▶ **DIRECTIONS**: In full and without alteration, give the listing again.

▶ **RECORD SET**:

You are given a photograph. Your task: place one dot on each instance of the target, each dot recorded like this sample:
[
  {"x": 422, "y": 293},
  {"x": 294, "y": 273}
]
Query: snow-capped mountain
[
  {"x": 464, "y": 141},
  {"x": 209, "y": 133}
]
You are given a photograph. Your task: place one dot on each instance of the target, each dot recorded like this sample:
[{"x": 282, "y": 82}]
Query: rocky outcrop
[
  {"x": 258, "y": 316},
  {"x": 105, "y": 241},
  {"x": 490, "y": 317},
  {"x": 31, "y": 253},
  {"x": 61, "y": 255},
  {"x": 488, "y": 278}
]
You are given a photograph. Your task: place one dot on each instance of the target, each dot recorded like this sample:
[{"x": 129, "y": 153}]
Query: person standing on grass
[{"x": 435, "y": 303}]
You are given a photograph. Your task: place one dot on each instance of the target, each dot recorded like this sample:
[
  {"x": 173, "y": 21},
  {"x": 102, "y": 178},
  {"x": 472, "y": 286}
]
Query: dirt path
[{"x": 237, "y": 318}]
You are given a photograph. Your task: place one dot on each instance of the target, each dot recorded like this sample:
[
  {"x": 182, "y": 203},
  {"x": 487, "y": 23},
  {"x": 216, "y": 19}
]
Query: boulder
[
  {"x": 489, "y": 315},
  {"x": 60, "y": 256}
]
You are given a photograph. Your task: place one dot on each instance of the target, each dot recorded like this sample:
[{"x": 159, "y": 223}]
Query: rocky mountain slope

▶ **RESPONSE**:
You are given a photograph. Your task: place one dot on each instance of the target, each dot recorded like this sample:
[
  {"x": 422, "y": 293},
  {"x": 294, "y": 273}
]
Query: snow-capped mountain
[
  {"x": 464, "y": 141},
  {"x": 209, "y": 133}
]
You are given a photograph. Your task: place one dot on each instance of the target, each dot recorded like this sample:
[{"x": 282, "y": 82}]
Query: rocky outcrop
[
  {"x": 258, "y": 316},
  {"x": 105, "y": 241},
  {"x": 490, "y": 317},
  {"x": 31, "y": 253},
  {"x": 61, "y": 255},
  {"x": 488, "y": 278}
]
You are given a photograph. Your task: place one dot on each instance of the target, each dot recorded like this sample:
[{"x": 129, "y": 153}]
Query: person standing on grass
[{"x": 435, "y": 303}]
You are given a photograph. Your task: place one dot on each instance of the target, each dot recorded like this sample:
[
  {"x": 173, "y": 21},
  {"x": 102, "y": 178},
  {"x": 472, "y": 286}
]
Query: dirt path
[{"x": 237, "y": 318}]
You are given a photograph. Your task: place one dot on each instance of the target, each dot recorded like this sample:
[
  {"x": 182, "y": 203},
  {"x": 487, "y": 23},
  {"x": 216, "y": 19}
]
Query: boulder
[
  {"x": 489, "y": 315},
  {"x": 60, "y": 256}
]
You are given a photograph. Your task: place one dot on each instance of the target, each dot recorded like this sample:
[{"x": 159, "y": 223}]
Query: rocky mountain slope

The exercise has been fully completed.